* **Document excerpt**:
··········

For entrepreneurs, attracting capital to finance their entrepreneurial dream is the most significant challenge and struggle, at least initially. A survey by the Kauffman Foundation stated that in 2014, 67% of the funding that drove the 5,000 fastest-growing firms listed by Inc. Magazine came from personal savings (Wiens and Bell-Masterson, 2015). According to the authors, other sources of entrepreneurial funding included family (20.9%), friends (7.5%), venture capitalists (6.5%), government grants (3.8%) and angel investors (7.7%). While these traditional sources of capital funding remain popular with entrepreneurs, the phenomenon of crowdfunding has introduced an alternative source of startup finance.  Terry, Schwartz, and Sun (2015) reported that start-up financing through crowdfunding grew from $1.5 billion in 2011 to $10.0 billion in 2014. By 2017 Kaartemo (2017) estimated that the global crowdfunding industry was worth $34 billion and was projected to grow to $300 billion by 2025.

··········

* **Source excerpt**:
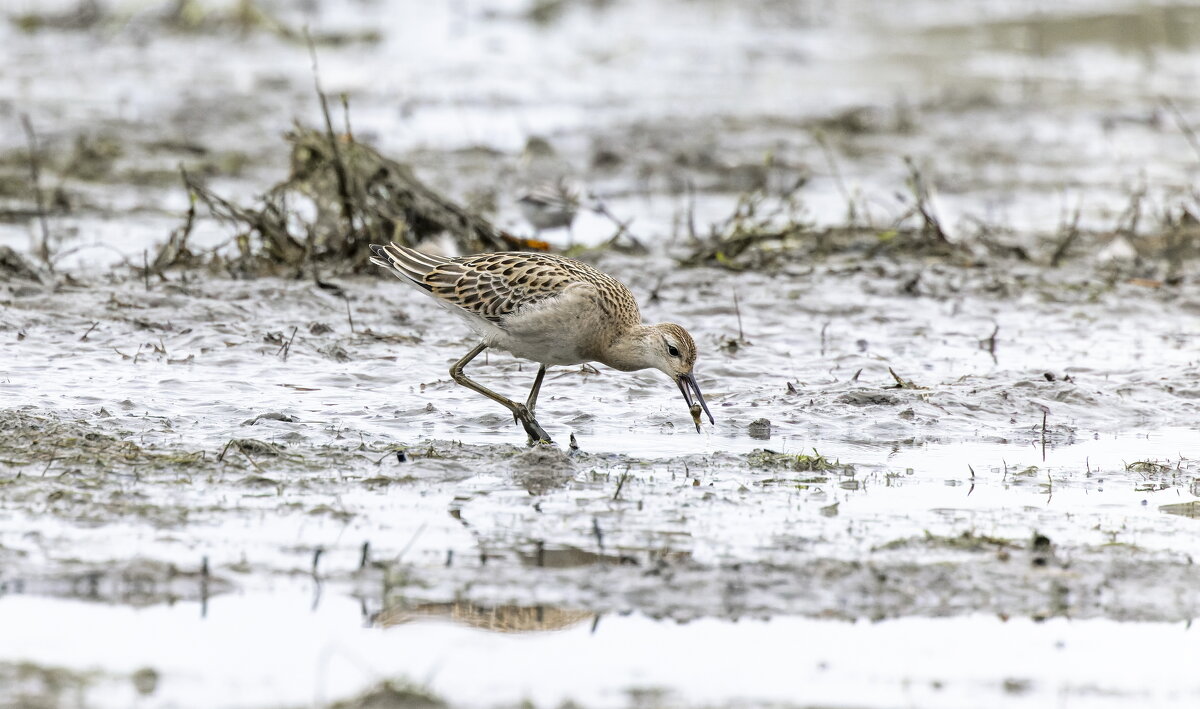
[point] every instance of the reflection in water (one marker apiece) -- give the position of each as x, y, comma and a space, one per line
496, 619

··········

* **Requests**:
1 > In the crowdfunding passage, what share of the funding for the 5,000 fastest-growing firms came from personal savings in 2014?
2 > Extend the passage on entrepreneurial funding and crowdfunding, starting after its final sentence.

* **Answers to the tasks**:
1 > 67%

2 >
Both equity and non-equity crowdfunding have proven to be productive methods of capital formation for start-ups The equity crowdfunding provisions of The Jumpstart Our Business Startups Act (the “JOBS” Act) offer perhaps the most promising development to the facilitation of capital formation for entrepreneurs since the Great Depression. The JOBS Act became law in April 2012 and established a regulatory foundation enabling startups and small businesses to access new capital using crowdfunding. (“Updated: Crowdfunding and the JOBS Act: What Investors Should Know”, n.d.). Title III of the JOBS Act, known by the acronym THE “CROWDFUND” Act (Capital Raising Online While Deterring Fraud and Unethical Non-Disclosure Act) creates an exception that allows U.S. securities laws to be amended to allow equity crowdfunding campaigns to be easily employed to raise capital. These crowdfunding-related provisions articulate an evolving process of gathering funds outside traditional means via the Internet for projects, including artistic endeavors and innovative product ideas. Title III of the JOBS Act devised an exception in the securities laws that enabled this type of funding to be used to tender and sell securities. Through this Act, Congress intended to assuage the funding gap, and lower regulatory barriers for startups and small businesses by letting them raise capital from a larger pool of investors (SEC Issues Proposal on Crowdfunding, 2013). While crowdfunding has become a fast-growing avenue that provides capital funding for entrepreneurial start-up ventures, many need a deeper understanding about how it works and what it can achieve.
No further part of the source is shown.